(Stored entries)

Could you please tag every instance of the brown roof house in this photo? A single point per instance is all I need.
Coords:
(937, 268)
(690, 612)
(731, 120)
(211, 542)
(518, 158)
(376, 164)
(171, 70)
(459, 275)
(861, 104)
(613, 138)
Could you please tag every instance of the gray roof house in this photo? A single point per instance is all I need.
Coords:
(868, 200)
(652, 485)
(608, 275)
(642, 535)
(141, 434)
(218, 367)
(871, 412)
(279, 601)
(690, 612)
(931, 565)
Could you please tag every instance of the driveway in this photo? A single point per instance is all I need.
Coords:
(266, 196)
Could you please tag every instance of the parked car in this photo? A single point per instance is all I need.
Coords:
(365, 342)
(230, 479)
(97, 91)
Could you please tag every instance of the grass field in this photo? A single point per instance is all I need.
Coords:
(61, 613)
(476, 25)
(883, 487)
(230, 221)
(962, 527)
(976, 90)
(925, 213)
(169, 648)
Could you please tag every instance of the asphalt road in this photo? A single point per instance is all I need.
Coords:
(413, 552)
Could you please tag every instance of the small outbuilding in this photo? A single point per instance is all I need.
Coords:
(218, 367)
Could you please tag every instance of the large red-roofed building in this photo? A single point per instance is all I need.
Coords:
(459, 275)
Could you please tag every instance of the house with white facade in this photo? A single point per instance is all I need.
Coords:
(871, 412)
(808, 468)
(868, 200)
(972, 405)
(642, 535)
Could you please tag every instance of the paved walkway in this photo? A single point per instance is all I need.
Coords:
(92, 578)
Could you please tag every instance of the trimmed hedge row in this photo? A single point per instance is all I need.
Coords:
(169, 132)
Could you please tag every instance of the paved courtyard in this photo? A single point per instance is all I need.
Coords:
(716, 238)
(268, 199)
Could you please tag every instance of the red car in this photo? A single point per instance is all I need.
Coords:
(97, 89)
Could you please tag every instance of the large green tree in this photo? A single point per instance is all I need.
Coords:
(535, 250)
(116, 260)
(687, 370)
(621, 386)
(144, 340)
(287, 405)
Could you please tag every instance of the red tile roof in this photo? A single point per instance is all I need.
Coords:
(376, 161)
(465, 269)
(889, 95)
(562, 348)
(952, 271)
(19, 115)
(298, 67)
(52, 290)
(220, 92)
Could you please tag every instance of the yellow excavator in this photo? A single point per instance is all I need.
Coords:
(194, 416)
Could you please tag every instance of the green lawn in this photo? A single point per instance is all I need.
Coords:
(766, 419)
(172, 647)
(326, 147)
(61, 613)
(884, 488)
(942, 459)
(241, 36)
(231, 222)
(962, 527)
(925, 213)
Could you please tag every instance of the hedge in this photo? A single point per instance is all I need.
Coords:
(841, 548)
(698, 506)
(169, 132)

**Request:** Transcribe the entire listing above precisely.

**Exercise solution:**
Could you please tag every instance of the brown roof house in this photo? A single point per instance is all I need.
Coords:
(937, 268)
(690, 612)
(731, 120)
(211, 542)
(518, 158)
(376, 164)
(171, 70)
(459, 275)
(861, 104)
(613, 138)
Could you please tag every instance of the gray roof house in this photo? A single point per instance is all I need.
Coords:
(868, 200)
(652, 485)
(608, 275)
(642, 535)
(141, 434)
(218, 367)
(871, 412)
(279, 601)
(690, 612)
(931, 565)
Could you please tag every instance of the driveway in this photo? A single point per instance is all I need.
Coords:
(266, 196)
Could you please tag every instance of the parked car in this photo? A single point per instance is all I need.
Coords:
(365, 342)
(230, 479)
(97, 91)
Could you please tag every instance of the grass field in this photo? A single point per instance is all I need.
Coords:
(61, 613)
(476, 25)
(883, 487)
(230, 221)
(962, 527)
(976, 90)
(925, 213)
(169, 648)
Could you please tag every instance of the asphalt road in this photo? A single point per instance is all I need.
Coords:
(413, 552)
Could you please tag every instance of the small outbuilding in this photo? A single point per instance is all I need.
Coords:
(218, 367)
Could you please tag every instance of the large red-roofed building in this photo? A single point per instance is all I need.
Coords:
(459, 275)
Could you please tag every instance of the house with white facade in this photo? A single point per instance is all I need.
Coords:
(871, 412)
(808, 468)
(868, 200)
(972, 405)
(642, 535)
Could you please tag every instance of the paved walkway in this photo? A single point per instance is all I need.
Coords:
(92, 578)
Could you please tag every instance of the trimmed hedge row in this photo? A single point per instance is all I need.
Coords:
(169, 132)
Could you please tag every instance of the paved courtyard in this photo? A single point per instance is all I need.
Coords:
(716, 238)
(268, 199)
Could you please tag every instance of the red car in this photo? A single point per instance is all I need.
Coords:
(97, 89)
Could you please tag every instance of the large green tree in this photo? A single point per instance is all I need.
Coords:
(535, 250)
(116, 260)
(687, 370)
(621, 386)
(144, 340)
(287, 405)
Could you please tag every instance of the red tile roof in this photo? A single point per instance is all I need.
Coords:
(376, 161)
(465, 269)
(889, 95)
(562, 348)
(952, 271)
(19, 115)
(298, 67)
(52, 290)
(220, 92)
Could you please tag every instance of the yellow excavator in this photo? A single point per instance is all I need.
Coords:
(194, 416)
Could you please tag every instance of the green lawn in this photo? A single point per instance is all I need.
Coords:
(766, 419)
(172, 647)
(326, 147)
(61, 613)
(884, 488)
(942, 459)
(241, 36)
(231, 222)
(962, 527)
(925, 213)
Could you please tag every instance of the hedge in this photo? A single point per instance is all I need.
Coords:
(841, 548)
(698, 506)
(169, 132)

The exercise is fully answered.